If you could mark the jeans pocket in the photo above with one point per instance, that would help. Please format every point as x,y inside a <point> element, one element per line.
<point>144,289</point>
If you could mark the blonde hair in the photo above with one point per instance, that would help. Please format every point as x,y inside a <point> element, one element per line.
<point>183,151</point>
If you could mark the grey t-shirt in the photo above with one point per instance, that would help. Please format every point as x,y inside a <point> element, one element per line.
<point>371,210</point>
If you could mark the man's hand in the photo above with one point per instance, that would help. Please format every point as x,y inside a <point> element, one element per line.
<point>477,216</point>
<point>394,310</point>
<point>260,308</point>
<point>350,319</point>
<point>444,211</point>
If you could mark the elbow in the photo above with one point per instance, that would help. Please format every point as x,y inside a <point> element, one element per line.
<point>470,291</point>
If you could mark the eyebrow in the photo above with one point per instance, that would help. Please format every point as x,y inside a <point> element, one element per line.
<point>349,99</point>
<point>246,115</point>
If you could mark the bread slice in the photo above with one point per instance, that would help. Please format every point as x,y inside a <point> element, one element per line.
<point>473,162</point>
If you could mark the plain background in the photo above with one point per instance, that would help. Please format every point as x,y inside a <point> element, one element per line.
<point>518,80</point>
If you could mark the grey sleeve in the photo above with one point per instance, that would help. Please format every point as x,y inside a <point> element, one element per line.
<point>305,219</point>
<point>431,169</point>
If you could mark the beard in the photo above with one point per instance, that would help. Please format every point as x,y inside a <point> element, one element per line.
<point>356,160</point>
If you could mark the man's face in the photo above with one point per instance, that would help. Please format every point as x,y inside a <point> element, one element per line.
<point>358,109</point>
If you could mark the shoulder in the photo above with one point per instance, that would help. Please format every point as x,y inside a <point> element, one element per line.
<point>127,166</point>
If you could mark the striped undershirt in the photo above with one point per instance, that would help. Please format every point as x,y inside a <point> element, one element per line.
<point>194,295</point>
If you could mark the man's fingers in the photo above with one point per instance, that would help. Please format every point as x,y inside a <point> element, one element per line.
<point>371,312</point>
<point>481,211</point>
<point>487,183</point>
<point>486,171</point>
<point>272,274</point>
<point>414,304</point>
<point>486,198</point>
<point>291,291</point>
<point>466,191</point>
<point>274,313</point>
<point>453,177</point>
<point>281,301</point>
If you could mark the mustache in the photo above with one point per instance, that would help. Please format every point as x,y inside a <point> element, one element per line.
------------------------------------
Reproduce every line of the records above, replacing each occurrence of "mark" with "locate" and leaving everything else unchanged.

Solution —
If you could locate the jeans pocket in the photo above with one point per instance, that would help. Please format every point as x,y inside a <point> element, one element per line.
<point>144,289</point>
If you could locate the blonde hair in the photo above with one point per instance, that would help. Please format every point as x,y inside a <point> element, one element per line.
<point>183,151</point>
If you could locate the grey t-shirt in the photo above with one point per instance, that would help. Please format every point as x,y inside a <point> element, one element per line.
<point>371,210</point>
If you could locate the man's hand in the photo above with one point per instance, that would help. Please format every point as x,y inside a <point> element, one element per line.
<point>477,216</point>
<point>394,310</point>
<point>260,308</point>
<point>350,319</point>
<point>444,211</point>
If you could locate the elbow in the photo above with one point per instance, that would help. Please format every point as x,y inside a <point> element, one element per line.
<point>470,291</point>
If you could locate the eyebrow in the photo above with one point per instance, that would help. Please format every point as x,y inside a <point> element, one element per line.
<point>349,99</point>
<point>246,115</point>
If you could locate the bread slice in the photo above with one point per instance, that would help. Please format every point as x,y inside a <point> element, one element per line.
<point>473,162</point>
If you could locate the plain background in the photo above with one point per instance, that would help. Please format every point as x,y inside a <point> element, one element per line.
<point>518,80</point>
If you could locate the grey sleeve in the photo above with one point per instance, that would help. Please format every point as x,y inside a <point> element, one element per line.
<point>305,219</point>
<point>431,169</point>
If you could locate the beard in the photo above with one point per instance, that would help. Please format every point as x,y inside a <point> element, one element per line.
<point>356,160</point>
If you could locate the man's face in the photo above with one point per instance, that would help. Please format every point as x,y inside a <point> element, one element per line.
<point>358,109</point>
If you could locate the shoulder in the photo above with one point per instance, that would help. Please format every point as x,y inside a <point> element, one element per line.
<point>127,166</point>
If you could locate the striped undershirt in the photo above with one point per instance, that would help. Please format every point as x,y inside a <point> element, one element per line.
<point>194,295</point>
If you could locate the man's fingers in the photo above with one point per instance, that would help. Please format every point as x,y inside a <point> element, one element per line.
<point>371,312</point>
<point>481,211</point>
<point>487,183</point>
<point>486,171</point>
<point>272,274</point>
<point>414,304</point>
<point>486,198</point>
<point>291,291</point>
<point>466,191</point>
<point>274,313</point>
<point>453,177</point>
<point>281,301</point>
If you could locate the mustache in the photo above with one point per instance, that would help. Please format every point as x,y inside a <point> element, one element per line.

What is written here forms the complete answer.